Entrées affichées
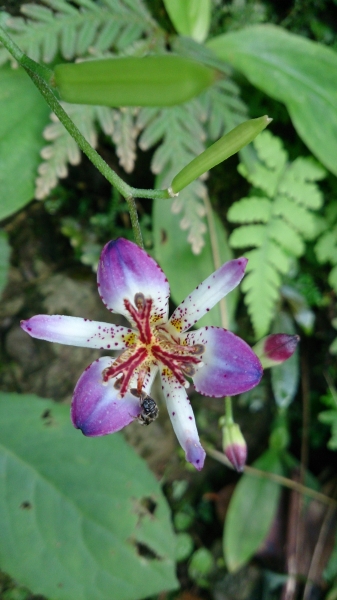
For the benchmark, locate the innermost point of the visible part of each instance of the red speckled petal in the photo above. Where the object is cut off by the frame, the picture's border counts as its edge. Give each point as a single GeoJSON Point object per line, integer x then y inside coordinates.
{"type": "Point", "coordinates": [230, 366]}
{"type": "Point", "coordinates": [96, 407]}
{"type": "Point", "coordinates": [125, 270]}
{"type": "Point", "coordinates": [207, 294]}
{"type": "Point", "coordinates": [74, 331]}
{"type": "Point", "coordinates": [182, 418]}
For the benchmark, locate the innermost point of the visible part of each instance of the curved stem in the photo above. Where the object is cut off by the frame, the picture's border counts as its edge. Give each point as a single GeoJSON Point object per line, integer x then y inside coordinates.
{"type": "Point", "coordinates": [40, 75]}
{"type": "Point", "coordinates": [216, 258]}
{"type": "Point", "coordinates": [289, 483]}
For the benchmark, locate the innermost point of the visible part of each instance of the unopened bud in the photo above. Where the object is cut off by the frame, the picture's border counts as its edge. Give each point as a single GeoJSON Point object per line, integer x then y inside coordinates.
{"type": "Point", "coordinates": [234, 445]}
{"type": "Point", "coordinates": [275, 349]}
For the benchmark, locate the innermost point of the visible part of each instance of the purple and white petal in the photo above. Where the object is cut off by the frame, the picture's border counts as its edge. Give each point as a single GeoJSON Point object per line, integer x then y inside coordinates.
{"type": "Point", "coordinates": [230, 366]}
{"type": "Point", "coordinates": [182, 418]}
{"type": "Point", "coordinates": [207, 294]}
{"type": "Point", "coordinates": [96, 408]}
{"type": "Point", "coordinates": [125, 270]}
{"type": "Point", "coordinates": [75, 331]}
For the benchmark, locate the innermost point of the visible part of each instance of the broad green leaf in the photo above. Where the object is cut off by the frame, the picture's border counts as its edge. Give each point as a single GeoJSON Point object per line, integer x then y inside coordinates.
{"type": "Point", "coordinates": [81, 518]}
{"type": "Point", "coordinates": [293, 70]}
{"type": "Point", "coordinates": [251, 512]}
{"type": "Point", "coordinates": [190, 17]}
{"type": "Point", "coordinates": [285, 377]}
{"type": "Point", "coordinates": [23, 116]}
{"type": "Point", "coordinates": [184, 269]}
{"type": "Point", "coordinates": [4, 259]}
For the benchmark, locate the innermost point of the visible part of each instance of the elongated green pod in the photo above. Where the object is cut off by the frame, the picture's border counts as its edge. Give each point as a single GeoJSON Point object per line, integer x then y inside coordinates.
{"type": "Point", "coordinates": [228, 145]}
{"type": "Point", "coordinates": [131, 81]}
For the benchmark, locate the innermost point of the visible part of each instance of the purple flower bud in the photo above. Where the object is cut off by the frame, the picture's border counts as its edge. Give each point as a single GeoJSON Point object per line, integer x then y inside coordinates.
{"type": "Point", "coordinates": [276, 348]}
{"type": "Point", "coordinates": [234, 446]}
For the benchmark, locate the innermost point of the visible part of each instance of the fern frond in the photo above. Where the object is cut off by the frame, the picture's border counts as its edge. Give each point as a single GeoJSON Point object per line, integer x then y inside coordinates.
{"type": "Point", "coordinates": [91, 27]}
{"type": "Point", "coordinates": [276, 224]}
{"type": "Point", "coordinates": [124, 134]}
{"type": "Point", "coordinates": [182, 136]}
{"type": "Point", "coordinates": [326, 247]}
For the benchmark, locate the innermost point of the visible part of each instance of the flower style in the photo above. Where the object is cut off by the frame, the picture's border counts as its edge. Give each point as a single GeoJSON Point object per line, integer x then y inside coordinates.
{"type": "Point", "coordinates": [108, 395]}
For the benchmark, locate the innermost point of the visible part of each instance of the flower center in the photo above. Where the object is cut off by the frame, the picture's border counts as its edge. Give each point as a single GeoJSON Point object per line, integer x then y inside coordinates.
{"type": "Point", "coordinates": [152, 345]}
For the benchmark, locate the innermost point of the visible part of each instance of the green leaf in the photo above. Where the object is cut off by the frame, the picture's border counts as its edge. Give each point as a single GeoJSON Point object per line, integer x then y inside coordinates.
{"type": "Point", "coordinates": [4, 259]}
{"type": "Point", "coordinates": [184, 270]}
{"type": "Point", "coordinates": [81, 517]}
{"type": "Point", "coordinates": [293, 70]}
{"type": "Point", "coordinates": [285, 377]}
{"type": "Point", "coordinates": [23, 115]}
{"type": "Point", "coordinates": [277, 225]}
{"type": "Point", "coordinates": [190, 17]}
{"type": "Point", "coordinates": [251, 512]}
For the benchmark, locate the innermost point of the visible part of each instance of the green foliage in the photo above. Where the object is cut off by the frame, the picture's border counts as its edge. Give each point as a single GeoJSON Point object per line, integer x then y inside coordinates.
{"type": "Point", "coordinates": [200, 566]}
{"type": "Point", "coordinates": [119, 125]}
{"type": "Point", "coordinates": [285, 377]}
{"type": "Point", "coordinates": [191, 17]}
{"type": "Point", "coordinates": [171, 249]}
{"type": "Point", "coordinates": [275, 220]}
{"type": "Point", "coordinates": [181, 130]}
{"type": "Point", "coordinates": [94, 28]}
{"type": "Point", "coordinates": [76, 30]}
{"type": "Point", "coordinates": [74, 518]}
{"type": "Point", "coordinates": [251, 512]}
{"type": "Point", "coordinates": [23, 114]}
{"type": "Point", "coordinates": [326, 247]}
{"type": "Point", "coordinates": [182, 139]}
{"type": "Point", "coordinates": [184, 546]}
{"type": "Point", "coordinates": [298, 72]}
{"type": "Point", "coordinates": [4, 260]}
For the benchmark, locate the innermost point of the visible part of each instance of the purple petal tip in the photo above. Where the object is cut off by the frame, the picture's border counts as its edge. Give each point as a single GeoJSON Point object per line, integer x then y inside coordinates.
{"type": "Point", "coordinates": [195, 454]}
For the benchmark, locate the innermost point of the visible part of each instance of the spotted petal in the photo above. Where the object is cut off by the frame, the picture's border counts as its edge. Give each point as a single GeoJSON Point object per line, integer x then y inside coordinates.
{"type": "Point", "coordinates": [207, 294]}
{"type": "Point", "coordinates": [230, 366]}
{"type": "Point", "coordinates": [96, 407]}
{"type": "Point", "coordinates": [182, 418]}
{"type": "Point", "coordinates": [74, 331]}
{"type": "Point", "coordinates": [125, 270]}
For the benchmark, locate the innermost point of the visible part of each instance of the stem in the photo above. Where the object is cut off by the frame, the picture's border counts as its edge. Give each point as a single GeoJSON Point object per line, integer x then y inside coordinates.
{"type": "Point", "coordinates": [289, 483]}
{"type": "Point", "coordinates": [216, 258]}
{"type": "Point", "coordinates": [39, 74]}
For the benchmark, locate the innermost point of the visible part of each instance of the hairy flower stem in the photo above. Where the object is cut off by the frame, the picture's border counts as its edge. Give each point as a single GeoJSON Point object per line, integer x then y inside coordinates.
{"type": "Point", "coordinates": [229, 410]}
{"type": "Point", "coordinates": [216, 258]}
{"type": "Point", "coordinates": [40, 75]}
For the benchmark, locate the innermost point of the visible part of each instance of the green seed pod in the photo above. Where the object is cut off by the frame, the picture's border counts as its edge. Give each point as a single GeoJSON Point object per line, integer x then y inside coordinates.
{"type": "Point", "coordinates": [162, 80]}
{"type": "Point", "coordinates": [229, 144]}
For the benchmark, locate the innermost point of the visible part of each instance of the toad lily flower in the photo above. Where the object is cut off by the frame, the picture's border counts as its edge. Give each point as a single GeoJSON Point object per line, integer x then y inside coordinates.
{"type": "Point", "coordinates": [109, 394]}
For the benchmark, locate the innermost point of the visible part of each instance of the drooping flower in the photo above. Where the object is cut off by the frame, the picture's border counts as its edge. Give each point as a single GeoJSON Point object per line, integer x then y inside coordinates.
{"type": "Point", "coordinates": [109, 394]}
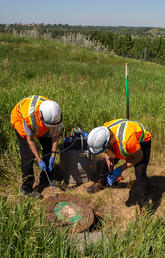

À faire
Relevez toutes les lignes des entrées qui contiennent le mot « green ».

Réponse
For the benchmark, locate the innermost point of the visible part of each instance of the broad green leaf in the photo above. Where the object is cut off by the frame, the picture's border counts as its edge. Give each point as a single GeoJSON Point object per line, integer x then y inside coordinates.
For the benchmark, locate the innermost point of the visible part of each instance of the elongated green pod in the photo above. Where the object is cut off by the frame, the picture's border counts as its edge. Give each point as a single GeoJSON Point object per line, integer x then y inside coordinates.
For the benchmark, locate the innermost point of the visible part of each instance of the green leaf in the photo above. Where the object is cut off by the frame, the picture's border counts as its edge. Give each point as a single GeoJSON Point object per line, integer x then y inside coordinates.
For the benchmark, locate the innermost point of the visible part of each instance of the green foliage in the photo above. Where the object is cut off by the frame, the picture's border counts as its edge. Give each point as a single GeoJSON Point object per line, integer x then y inside coordinates.
For the benchmark, locate the innermost point of the visible part of each instance of the green seed pod in the photo above. Where the object is cut off by the frame, the picture's border counts as its edge. Give each point as a single GeoJSON Point object per line, integer x then y inside coordinates.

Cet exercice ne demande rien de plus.